Copy each of the following items word for word.

Extracted data:
----------------

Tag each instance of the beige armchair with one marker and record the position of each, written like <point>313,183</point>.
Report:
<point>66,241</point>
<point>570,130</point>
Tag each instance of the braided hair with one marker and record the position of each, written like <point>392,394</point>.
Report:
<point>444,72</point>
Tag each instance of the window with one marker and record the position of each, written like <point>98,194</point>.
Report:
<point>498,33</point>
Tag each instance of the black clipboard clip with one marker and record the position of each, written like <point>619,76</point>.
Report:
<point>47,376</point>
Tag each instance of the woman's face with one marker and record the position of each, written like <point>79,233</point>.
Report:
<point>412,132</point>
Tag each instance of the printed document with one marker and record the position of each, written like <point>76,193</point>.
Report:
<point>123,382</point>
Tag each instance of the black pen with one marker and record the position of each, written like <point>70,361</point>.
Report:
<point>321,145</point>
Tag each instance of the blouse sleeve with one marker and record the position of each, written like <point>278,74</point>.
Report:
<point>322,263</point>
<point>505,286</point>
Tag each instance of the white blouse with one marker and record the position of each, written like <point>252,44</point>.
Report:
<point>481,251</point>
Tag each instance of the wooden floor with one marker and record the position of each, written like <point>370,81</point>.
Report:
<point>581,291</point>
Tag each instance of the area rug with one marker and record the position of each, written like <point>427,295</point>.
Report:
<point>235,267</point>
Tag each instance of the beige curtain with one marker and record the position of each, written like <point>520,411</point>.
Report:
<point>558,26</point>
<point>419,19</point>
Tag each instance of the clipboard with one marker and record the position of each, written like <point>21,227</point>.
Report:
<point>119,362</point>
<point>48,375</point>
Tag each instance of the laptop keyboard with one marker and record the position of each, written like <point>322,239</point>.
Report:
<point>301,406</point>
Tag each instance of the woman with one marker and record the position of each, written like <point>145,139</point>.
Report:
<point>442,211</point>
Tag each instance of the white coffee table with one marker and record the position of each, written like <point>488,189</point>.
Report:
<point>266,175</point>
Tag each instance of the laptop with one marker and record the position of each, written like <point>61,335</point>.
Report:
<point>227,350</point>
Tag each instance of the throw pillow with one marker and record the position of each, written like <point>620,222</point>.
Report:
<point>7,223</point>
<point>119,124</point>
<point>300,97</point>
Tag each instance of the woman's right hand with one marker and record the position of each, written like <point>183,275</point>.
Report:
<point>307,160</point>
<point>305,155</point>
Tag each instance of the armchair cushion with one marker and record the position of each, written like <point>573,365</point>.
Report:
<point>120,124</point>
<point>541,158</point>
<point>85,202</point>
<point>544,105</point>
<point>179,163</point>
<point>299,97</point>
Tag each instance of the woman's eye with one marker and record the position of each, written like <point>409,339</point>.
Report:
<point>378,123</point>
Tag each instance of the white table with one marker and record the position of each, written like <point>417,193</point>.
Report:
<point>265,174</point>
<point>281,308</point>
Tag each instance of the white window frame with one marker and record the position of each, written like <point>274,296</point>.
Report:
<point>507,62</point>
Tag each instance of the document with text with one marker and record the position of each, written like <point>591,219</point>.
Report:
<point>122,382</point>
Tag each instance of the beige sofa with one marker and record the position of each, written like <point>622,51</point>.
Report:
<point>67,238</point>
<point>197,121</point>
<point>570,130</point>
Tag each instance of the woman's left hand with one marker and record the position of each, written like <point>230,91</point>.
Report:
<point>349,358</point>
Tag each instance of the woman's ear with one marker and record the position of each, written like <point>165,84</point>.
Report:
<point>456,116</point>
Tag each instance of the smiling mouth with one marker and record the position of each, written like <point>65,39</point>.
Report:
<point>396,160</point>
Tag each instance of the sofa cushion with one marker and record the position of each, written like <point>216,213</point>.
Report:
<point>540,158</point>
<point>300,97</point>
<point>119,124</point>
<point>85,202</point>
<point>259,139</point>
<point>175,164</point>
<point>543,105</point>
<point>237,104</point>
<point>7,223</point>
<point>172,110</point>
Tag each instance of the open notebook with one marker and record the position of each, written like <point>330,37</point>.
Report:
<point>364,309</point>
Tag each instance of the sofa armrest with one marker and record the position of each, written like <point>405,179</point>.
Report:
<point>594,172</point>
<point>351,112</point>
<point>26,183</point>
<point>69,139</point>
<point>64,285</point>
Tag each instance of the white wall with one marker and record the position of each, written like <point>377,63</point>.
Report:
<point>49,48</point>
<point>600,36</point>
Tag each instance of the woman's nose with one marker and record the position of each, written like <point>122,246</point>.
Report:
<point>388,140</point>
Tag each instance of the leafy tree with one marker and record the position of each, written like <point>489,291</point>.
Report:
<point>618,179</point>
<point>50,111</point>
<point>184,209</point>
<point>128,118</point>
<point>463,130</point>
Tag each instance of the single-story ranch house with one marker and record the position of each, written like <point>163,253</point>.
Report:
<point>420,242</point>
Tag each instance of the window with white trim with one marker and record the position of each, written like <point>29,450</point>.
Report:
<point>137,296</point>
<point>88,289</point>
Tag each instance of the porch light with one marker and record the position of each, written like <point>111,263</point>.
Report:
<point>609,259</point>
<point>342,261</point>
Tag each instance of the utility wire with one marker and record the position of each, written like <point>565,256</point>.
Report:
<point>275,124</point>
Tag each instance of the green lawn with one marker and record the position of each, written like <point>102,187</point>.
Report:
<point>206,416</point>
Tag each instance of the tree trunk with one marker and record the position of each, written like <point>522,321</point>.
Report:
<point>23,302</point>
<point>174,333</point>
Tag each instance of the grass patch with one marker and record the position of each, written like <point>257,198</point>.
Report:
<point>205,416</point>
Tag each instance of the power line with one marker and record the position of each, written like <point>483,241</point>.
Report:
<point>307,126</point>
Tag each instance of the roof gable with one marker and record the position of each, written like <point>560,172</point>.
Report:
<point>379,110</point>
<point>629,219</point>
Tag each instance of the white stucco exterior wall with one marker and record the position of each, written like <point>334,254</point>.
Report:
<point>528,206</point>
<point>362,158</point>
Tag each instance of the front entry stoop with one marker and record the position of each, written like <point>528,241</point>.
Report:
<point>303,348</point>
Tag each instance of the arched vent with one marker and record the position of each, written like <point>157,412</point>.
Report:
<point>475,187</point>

----------------

Solution to this problem:
Tag each instance of the beige armchair with one marker and record the position of each, written like <point>313,183</point>.
Report:
<point>66,241</point>
<point>570,130</point>
Tag each instance of the braided hair with one marker and record the position of each, written like <point>392,394</point>.
Report:
<point>444,72</point>
Tag each instance of the window with one marker and record the position of each, written like <point>98,194</point>.
Report:
<point>498,33</point>
Tag each instance of the black clipboard clip with one marker and record the position of each, written like <point>619,76</point>.
Report:
<point>47,376</point>
Tag each instance of the woman's face with one marker and record the position of each, written like <point>79,233</point>.
Report:
<point>412,132</point>
Tag each instance of the printed document with one marker and record the position of each, written like <point>76,193</point>.
Report:
<point>123,382</point>
Tag each instance of the black pen with one marker and record the position of each, written like <point>70,361</point>.
Report:
<point>321,145</point>
Tag each instance of the blouse sleeve with one marker and record the position of each, written like <point>278,74</point>.
Report:
<point>322,263</point>
<point>505,286</point>
Tag each instance of the white blouse with one marker and record the position of each, written like <point>252,44</point>.
Report:
<point>481,251</point>
Tag each instance of the wooden floor with one marker and record the position of each, written like <point>370,81</point>.
Report:
<point>581,291</point>
Tag each instance of the area rug with one marker and record the position of each, written like <point>427,295</point>.
Report:
<point>235,267</point>
Tag each instance of the beige curtain with one marker and record the position of each, written like <point>520,411</point>.
Report:
<point>558,26</point>
<point>419,19</point>
Tag each instance of the clipboard with one marker and record the position of each, written like <point>21,227</point>.
Report:
<point>119,362</point>
<point>48,375</point>
Tag each instance of the laptop keyboard with one marker and record the position of each, written like <point>322,239</point>.
Report:
<point>301,406</point>
Tag each instance of the woman with one marker and record the position of each, written like <point>145,139</point>.
Report:
<point>442,211</point>
Tag each instance of the white coffee table with one marker and record the position of each, written like <point>488,189</point>.
Report:
<point>266,175</point>
Tag each instance of the laptop with one marker and record the position of each, written like <point>61,335</point>.
Report:
<point>227,350</point>
Tag each instance of the throw pillow with one marker and record the position of each, written like <point>620,222</point>.
Report:
<point>7,223</point>
<point>119,124</point>
<point>300,97</point>
Tag each instance of the woman's right hand with one marker and record the position of each, written like <point>183,275</point>.
Report:
<point>307,160</point>
<point>305,155</point>
Tag each instance of the armchair cushion with one marker and record the position of each, written like <point>573,365</point>.
Report:
<point>120,124</point>
<point>541,158</point>
<point>85,202</point>
<point>544,105</point>
<point>179,163</point>
<point>299,97</point>
Tag each instance of the woman's eye with one marker and record the position of each, written like <point>409,339</point>.
Report:
<point>378,123</point>
Tag each instance of the white table with one marker and record the position of each, written like <point>417,193</point>.
Report:
<point>265,174</point>
<point>281,308</point>
Tag each instance of the white window frame with one marker and record the position of each, written like <point>274,296</point>.
Report:
<point>507,62</point>
Tag each instance of the document with text with one marker and record the position of each, written like <point>591,219</point>.
Report:
<point>122,382</point>
Tag each instance of the beige sofa with one marker and record the position of each, written like <point>622,51</point>.
Report:
<point>67,238</point>
<point>197,121</point>
<point>570,130</point>
Tag each instance of the woman's left hand with one marker and record the position of each, written like <point>230,91</point>.
Report:
<point>349,358</point>
Tag each instance of the woman's ear with one marker and record the position of each, written like <point>165,84</point>.
Report:
<point>456,116</point>
Tag each instance of the smiling mouth with one marker and record the position of each, written like <point>65,39</point>.
Report:
<point>396,160</point>
Tag each instance of the sofa cushion with one marker and record the position of each, written like <point>216,213</point>.
Report:
<point>540,158</point>
<point>300,97</point>
<point>119,124</point>
<point>85,202</point>
<point>259,139</point>
<point>175,164</point>
<point>543,105</point>
<point>237,104</point>
<point>7,223</point>
<point>172,110</point>
Tag each instance of the open notebook with one marker and record the position of each, written like <point>330,37</point>.
Report:
<point>364,309</point>
Tag each instance of the sofa armrest with one marker and record the position of each, written like <point>405,179</point>.
Report:
<point>594,172</point>
<point>351,112</point>
<point>26,183</point>
<point>69,139</point>
<point>64,285</point>
Tag each instance of the white wall with one marker and record the position of each, written like <point>377,63</point>.
Report:
<point>49,48</point>
<point>600,36</point>
Tag each instance of the woman's nose with one marker and record the position of each, written like <point>122,246</point>.
Report:
<point>388,140</point>
Tag each instance of the leafy tree with one marker and record the position of each, written like <point>489,291</point>.
Report:
<point>618,179</point>
<point>50,111</point>
<point>184,209</point>
<point>128,118</point>
<point>463,130</point>
Tag each instance of the single-story ranch house with one marker and record the position of each, written like <point>163,253</point>.
Report:
<point>420,242</point>
Tag each instance of the window with white trim with one marker and record the position of each, written like <point>29,450</point>.
Report:
<point>137,296</point>
<point>88,289</point>
Tag each instance of the porch light with one marker and record the position of each, written like <point>111,263</point>.
Report:
<point>609,259</point>
<point>342,261</point>
Tag each instance of the utility wire with one marker and record the position of each, written like <point>565,256</point>.
Report:
<point>275,124</point>
Tag each instance of the green lawn with one marker and record the position of each, written like <point>102,187</point>.
Report:
<point>206,416</point>
Tag each instance of the tree trunk with one marker and record the position of each, written like <point>522,321</point>.
Report:
<point>23,302</point>
<point>174,333</point>
Tag each instance of the grass patch with one marker and record the position of each, written like <point>257,198</point>.
Report:
<point>205,416</point>
Tag each instance of the power line with one marker and record the position of each, written like <point>483,241</point>.
Report:
<point>307,126</point>
Tag each instance of the roof gable with one marker and record the position of each, written like <point>560,172</point>.
Report:
<point>379,110</point>
<point>629,219</point>
Tag each instance of the white stucco exterior wall with one marker and record the position of each, written like <point>334,254</point>.
Report:
<point>528,206</point>
<point>362,158</point>
Tag each instance of the front entry stoop with one marker and record the position of each, written like <point>528,241</point>.
Report:
<point>303,348</point>
Tag each instance of the arched vent with one marker and record the position of each, written like <point>157,412</point>.
Report:
<point>475,187</point>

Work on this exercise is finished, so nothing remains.